Data shown:

++++++++++

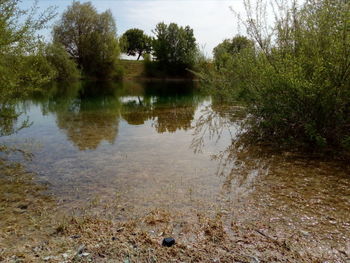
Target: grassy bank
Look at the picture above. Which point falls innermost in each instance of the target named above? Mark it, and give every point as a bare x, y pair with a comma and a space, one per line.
135, 70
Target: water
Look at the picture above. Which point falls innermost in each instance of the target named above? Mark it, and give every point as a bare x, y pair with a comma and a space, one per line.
166, 145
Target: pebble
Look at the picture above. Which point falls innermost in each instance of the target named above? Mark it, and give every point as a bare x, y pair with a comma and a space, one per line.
168, 242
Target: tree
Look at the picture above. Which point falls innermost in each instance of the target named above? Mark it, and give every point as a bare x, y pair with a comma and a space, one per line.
90, 38
59, 59
135, 42
175, 47
225, 51
23, 66
296, 84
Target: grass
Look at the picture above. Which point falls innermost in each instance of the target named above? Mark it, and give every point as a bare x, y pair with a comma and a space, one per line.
32, 230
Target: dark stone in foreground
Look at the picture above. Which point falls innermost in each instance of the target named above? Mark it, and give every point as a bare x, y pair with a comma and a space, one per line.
168, 242
23, 206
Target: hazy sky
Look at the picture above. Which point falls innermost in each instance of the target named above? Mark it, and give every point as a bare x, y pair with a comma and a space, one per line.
212, 20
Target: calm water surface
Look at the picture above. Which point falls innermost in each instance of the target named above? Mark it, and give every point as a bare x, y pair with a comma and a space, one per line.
155, 144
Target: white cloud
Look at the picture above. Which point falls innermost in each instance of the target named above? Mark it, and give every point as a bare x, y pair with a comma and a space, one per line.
212, 20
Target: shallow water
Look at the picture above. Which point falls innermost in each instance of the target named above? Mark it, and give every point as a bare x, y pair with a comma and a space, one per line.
166, 145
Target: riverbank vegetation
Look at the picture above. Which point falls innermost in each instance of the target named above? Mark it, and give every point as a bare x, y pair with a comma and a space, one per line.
295, 79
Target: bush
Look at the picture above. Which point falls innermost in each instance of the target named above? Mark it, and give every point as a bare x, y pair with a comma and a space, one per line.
59, 59
297, 82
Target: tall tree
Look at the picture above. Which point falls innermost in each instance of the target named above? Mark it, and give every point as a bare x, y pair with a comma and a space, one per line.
90, 38
23, 66
225, 51
175, 46
135, 42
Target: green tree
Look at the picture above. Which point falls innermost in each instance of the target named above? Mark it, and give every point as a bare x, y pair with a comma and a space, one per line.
23, 66
90, 38
175, 47
59, 59
135, 42
227, 49
297, 82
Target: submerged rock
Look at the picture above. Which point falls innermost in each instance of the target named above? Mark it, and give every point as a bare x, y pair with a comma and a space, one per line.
168, 242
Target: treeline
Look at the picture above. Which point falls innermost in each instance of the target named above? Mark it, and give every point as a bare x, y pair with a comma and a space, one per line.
172, 52
294, 77
84, 45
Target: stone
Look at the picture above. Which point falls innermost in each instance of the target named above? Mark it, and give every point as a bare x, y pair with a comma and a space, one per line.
168, 242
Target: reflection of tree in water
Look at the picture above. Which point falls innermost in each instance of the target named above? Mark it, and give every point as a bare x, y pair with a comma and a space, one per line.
89, 112
235, 162
171, 106
89, 115
286, 195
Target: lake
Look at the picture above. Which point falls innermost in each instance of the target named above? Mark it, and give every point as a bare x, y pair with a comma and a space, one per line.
168, 145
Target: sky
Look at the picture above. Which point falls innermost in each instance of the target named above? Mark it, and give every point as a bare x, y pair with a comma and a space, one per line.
211, 20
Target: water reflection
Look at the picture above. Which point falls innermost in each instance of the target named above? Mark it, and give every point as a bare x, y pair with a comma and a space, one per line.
295, 198
90, 112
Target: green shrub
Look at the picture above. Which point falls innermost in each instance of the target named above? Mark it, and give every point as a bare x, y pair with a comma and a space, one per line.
296, 83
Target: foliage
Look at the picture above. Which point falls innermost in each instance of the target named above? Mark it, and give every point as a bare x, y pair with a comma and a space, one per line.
23, 66
59, 59
135, 42
89, 38
230, 47
297, 81
174, 48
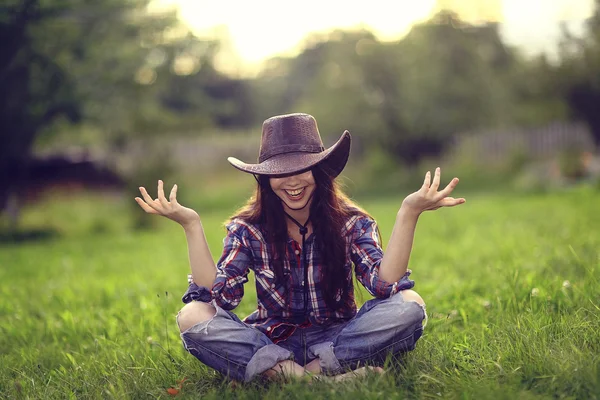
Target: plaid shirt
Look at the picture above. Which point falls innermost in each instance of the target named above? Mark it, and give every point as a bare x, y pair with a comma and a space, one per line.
279, 310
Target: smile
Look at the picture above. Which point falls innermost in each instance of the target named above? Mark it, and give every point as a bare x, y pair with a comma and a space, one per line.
295, 194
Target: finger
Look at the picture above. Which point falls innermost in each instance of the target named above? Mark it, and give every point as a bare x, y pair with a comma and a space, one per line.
145, 206
449, 188
161, 194
173, 195
436, 179
451, 202
427, 181
148, 199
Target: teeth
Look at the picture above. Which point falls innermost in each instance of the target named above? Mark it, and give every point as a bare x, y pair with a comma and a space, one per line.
294, 192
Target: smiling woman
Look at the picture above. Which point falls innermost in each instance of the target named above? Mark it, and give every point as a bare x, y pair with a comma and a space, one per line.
304, 240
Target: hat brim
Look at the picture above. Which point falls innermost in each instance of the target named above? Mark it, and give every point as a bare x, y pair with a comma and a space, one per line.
334, 158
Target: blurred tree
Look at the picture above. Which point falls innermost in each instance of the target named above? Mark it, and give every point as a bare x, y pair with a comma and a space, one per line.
110, 64
579, 73
412, 96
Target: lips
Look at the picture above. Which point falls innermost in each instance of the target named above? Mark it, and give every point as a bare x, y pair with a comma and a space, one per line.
295, 194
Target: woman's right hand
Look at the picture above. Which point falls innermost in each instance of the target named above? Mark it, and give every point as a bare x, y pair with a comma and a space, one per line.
171, 209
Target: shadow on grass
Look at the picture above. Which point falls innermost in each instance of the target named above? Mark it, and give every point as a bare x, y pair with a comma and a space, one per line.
26, 236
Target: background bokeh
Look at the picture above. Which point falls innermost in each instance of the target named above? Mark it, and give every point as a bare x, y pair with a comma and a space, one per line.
100, 97
104, 97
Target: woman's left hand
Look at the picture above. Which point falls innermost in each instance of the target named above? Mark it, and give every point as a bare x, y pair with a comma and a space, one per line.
428, 197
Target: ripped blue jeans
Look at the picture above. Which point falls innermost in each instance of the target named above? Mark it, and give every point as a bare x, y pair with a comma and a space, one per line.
242, 352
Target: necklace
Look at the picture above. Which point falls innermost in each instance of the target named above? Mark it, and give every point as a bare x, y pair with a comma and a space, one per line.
303, 231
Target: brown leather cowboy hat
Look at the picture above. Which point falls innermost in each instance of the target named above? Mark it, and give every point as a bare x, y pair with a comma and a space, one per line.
291, 143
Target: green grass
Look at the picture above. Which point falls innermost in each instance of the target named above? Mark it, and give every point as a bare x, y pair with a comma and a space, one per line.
512, 286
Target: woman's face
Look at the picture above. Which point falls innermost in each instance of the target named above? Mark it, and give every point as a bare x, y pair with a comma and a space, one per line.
295, 191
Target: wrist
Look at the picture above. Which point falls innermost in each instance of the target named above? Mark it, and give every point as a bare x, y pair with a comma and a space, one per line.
192, 225
407, 211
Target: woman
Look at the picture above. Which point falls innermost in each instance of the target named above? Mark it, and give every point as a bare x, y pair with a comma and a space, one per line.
300, 235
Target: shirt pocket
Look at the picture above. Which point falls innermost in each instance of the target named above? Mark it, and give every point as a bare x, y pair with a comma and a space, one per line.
270, 292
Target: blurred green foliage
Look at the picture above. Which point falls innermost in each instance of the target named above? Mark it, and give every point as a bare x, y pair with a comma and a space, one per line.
111, 73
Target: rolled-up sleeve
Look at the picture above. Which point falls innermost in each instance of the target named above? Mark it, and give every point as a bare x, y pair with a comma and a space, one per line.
367, 255
232, 272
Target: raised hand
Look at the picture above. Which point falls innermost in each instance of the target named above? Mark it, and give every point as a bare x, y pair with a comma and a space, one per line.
428, 197
167, 208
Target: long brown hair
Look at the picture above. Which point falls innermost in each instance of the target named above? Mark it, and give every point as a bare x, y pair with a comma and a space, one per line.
329, 211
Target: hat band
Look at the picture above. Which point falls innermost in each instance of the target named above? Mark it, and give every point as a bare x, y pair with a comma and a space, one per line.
290, 148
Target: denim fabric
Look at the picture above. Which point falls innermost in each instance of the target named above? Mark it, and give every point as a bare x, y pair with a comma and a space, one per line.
241, 352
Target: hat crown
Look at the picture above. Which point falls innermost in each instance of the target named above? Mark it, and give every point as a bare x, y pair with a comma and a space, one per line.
288, 134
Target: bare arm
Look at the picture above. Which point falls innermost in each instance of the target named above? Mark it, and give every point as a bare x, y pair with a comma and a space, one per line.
201, 262
395, 260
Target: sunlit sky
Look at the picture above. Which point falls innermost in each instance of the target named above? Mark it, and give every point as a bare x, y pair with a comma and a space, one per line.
261, 29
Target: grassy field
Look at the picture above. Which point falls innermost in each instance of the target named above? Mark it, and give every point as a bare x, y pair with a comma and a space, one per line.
512, 286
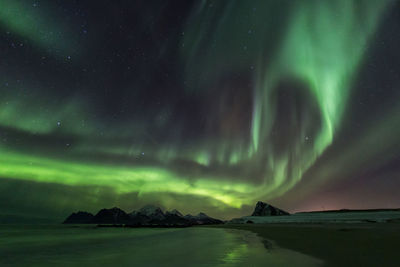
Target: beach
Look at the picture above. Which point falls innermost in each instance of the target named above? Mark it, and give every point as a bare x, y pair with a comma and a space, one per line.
340, 244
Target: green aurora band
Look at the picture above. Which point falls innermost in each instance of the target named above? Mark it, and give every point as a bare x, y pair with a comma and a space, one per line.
315, 52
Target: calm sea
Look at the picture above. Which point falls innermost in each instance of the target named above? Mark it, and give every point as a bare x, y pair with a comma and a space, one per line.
61, 245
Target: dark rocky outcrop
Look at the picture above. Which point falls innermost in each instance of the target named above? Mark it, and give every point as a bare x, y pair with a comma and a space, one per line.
111, 216
80, 217
148, 216
264, 209
201, 219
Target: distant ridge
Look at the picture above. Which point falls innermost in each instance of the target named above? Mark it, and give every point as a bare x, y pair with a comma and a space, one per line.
148, 216
265, 209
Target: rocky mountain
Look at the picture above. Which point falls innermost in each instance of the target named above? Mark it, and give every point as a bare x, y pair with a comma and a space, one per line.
202, 218
111, 216
80, 217
148, 216
264, 209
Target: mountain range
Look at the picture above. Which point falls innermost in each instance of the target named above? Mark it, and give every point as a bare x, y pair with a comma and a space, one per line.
148, 216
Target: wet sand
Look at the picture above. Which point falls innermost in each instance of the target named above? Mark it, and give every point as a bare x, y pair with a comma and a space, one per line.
362, 244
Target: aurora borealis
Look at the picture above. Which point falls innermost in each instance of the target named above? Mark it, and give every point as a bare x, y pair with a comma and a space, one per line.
206, 105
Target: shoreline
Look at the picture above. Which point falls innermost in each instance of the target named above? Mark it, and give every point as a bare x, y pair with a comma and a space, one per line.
366, 244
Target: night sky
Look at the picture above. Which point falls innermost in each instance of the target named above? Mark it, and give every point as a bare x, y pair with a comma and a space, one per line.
198, 105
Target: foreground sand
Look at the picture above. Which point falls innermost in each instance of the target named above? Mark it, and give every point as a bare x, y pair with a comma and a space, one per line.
363, 244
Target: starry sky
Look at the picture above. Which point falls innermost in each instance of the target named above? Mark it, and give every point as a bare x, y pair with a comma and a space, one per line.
198, 105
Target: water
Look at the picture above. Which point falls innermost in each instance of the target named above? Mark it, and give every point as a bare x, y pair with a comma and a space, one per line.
61, 245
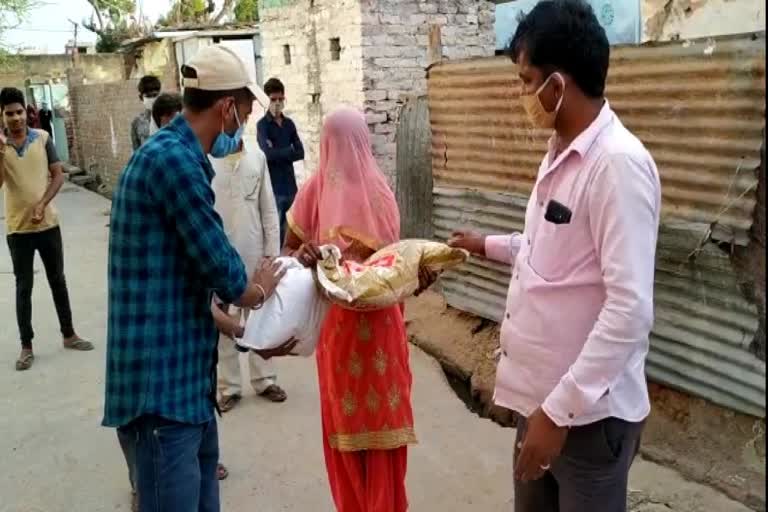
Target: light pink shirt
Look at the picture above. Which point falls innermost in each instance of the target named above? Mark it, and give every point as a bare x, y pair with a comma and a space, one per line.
580, 304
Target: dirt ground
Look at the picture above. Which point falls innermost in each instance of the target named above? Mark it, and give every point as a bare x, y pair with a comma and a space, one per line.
57, 457
706, 443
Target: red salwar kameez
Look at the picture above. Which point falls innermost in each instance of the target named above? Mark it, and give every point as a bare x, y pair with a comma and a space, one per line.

++++++++++

What you are asked to do:
Which lines of the data include the string "foreground"? Copy each of them.

Answer space:
Target: dark stone in foreground
Target: foreground sand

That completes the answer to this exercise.